Start of EXCERPTED TEXT

July 29, 2017 by Adam McCormack Leave a Comment

Review of: Mosquitoes
Price:
£32 (Only Friday 40 Tickets remain)

Reviewed by: Adam McCormack
Rating:
3
On July 29, 2017
Last modified:July 29, 2017

Summary:

A thought-provoking new play by Lucy Kirkwood with stupendous and innovative staging. Combining issues of the future of the universe with a family in trauma makes for a compelling evening, enhanced by dialogue that crackles and the performances of the highest calibre from Olivia Williams and Olivia Colman. In some respects the play tries to take on too much, with many layers of plot, and the science parts, while initially compelling, become a little laboured.

More Details

Alice is a brilliant scientist. She is not as brilliant as her mother, who really should have won the Nobel Prize given to her father (according to her mother), but smart enough to be involved in the search for the Higgs Boson, or so called “god particle”, at CERN. It is 2008 and Alice is preoccupied with the launch of the Large Hadron Collider and so has little time to focus on her sister who has lost a child, a mother who fears dementia and a deeply troubled son struggling with the disappearance of his father and life in an international school. Her sister Jenny is generally regarded as “thick” by her family, particularly her mother whom she looks after, and spends her time worrying about information that she finds on the Internet. Jenny constantly seeks reassurance and forgiveness from her family but rarely receives it.

End of EXCERPTED TEXT
Start of ENTRIES

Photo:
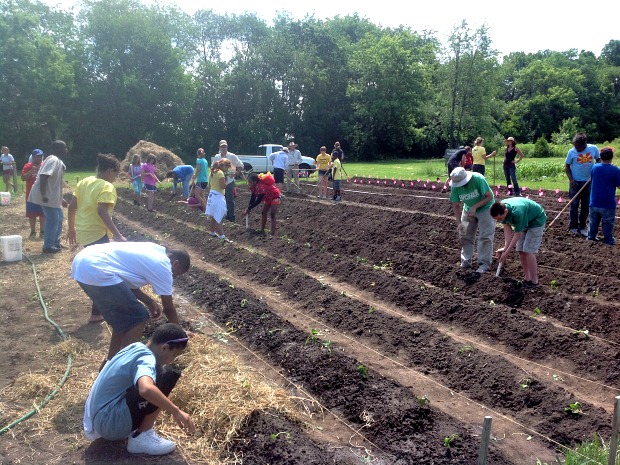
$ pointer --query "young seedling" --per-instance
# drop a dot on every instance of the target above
(574, 409)
(362, 370)
(449, 441)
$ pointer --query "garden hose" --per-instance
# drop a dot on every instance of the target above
(64, 378)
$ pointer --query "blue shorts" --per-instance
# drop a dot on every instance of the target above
(120, 308)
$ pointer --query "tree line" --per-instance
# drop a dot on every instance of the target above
(114, 72)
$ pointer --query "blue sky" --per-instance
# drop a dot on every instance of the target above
(528, 25)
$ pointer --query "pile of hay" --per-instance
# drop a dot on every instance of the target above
(166, 160)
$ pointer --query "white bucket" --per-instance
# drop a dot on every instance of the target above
(5, 198)
(11, 248)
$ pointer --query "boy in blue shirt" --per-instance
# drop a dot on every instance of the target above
(131, 389)
(578, 166)
(605, 180)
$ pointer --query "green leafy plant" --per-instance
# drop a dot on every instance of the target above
(574, 408)
(449, 441)
(362, 370)
(423, 401)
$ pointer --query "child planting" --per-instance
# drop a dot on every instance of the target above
(132, 388)
(263, 189)
(528, 220)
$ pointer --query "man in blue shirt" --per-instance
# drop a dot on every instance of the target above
(579, 162)
(605, 180)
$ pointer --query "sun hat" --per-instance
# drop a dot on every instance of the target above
(459, 176)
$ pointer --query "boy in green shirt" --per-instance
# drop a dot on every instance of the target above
(528, 220)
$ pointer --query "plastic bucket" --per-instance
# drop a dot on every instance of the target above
(11, 248)
(5, 198)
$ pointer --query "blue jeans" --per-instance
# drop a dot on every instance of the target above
(53, 226)
(510, 173)
(608, 217)
(578, 219)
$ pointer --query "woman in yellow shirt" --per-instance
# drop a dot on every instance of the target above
(322, 164)
(216, 202)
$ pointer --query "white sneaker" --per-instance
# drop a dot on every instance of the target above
(149, 443)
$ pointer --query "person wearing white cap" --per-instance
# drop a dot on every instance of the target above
(237, 167)
(473, 192)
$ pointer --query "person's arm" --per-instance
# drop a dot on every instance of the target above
(71, 236)
(43, 187)
(150, 392)
(151, 304)
(169, 309)
(104, 214)
(488, 197)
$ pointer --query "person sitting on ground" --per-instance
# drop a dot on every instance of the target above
(263, 190)
(131, 390)
(112, 274)
(457, 159)
(216, 202)
(605, 180)
(181, 174)
(90, 211)
(528, 220)
(472, 190)
(33, 211)
(479, 155)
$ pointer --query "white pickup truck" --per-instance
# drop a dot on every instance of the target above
(260, 163)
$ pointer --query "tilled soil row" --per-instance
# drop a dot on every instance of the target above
(540, 408)
(452, 301)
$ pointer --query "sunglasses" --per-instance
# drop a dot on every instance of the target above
(183, 339)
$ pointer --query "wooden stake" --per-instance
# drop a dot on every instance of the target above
(613, 442)
(484, 442)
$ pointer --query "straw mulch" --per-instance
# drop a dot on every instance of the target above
(166, 160)
(217, 391)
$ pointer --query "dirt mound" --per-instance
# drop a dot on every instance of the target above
(166, 160)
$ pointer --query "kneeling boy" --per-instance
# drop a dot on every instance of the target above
(131, 389)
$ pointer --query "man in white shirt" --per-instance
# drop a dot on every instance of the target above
(112, 274)
(292, 168)
(47, 192)
(230, 178)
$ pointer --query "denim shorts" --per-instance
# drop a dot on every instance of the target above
(530, 240)
(120, 308)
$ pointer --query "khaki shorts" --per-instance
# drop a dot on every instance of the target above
(530, 240)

End of ENTRIES

**DIRECTION A:** Reproduce the part of the Mosquitoes review starting with "More Details" and going on through "rarely receives it.".
**DIRECTION B:** In the Mosquitoes review, which two actresses give performances of the highest calibre?
These rows have nothing to do with the Mosquitoes review.

**EXERCISE SOLUTION A:**
More Details

Alice is a brilliant scientist. She is not as brilliant as her mother, who really should have won the Nobel Prize given to her father (according to her mother), but smart enough to be involved in the search for the Higgs Boson, or so called “god particle”, at CERN. It is 2008 and Alice is preoccupied with the launch of the Large Hadron Collider and so has little time to focus on her sister who has lost a child, a mother who fears dementia and a deeply troubled son struggling with the disappearance of his father and life in an international school. Her sister Jenny is generally regarded as “thick” by her family, particularly her mother whom she looks after, and spends her time worrying about information that she finds on the Internet. Jenny constantly seeks reassurance and forgiveness from her family but rarely receives it.

**EXERCISE SOLUTION B:** Olivia Williams and Olivia Colman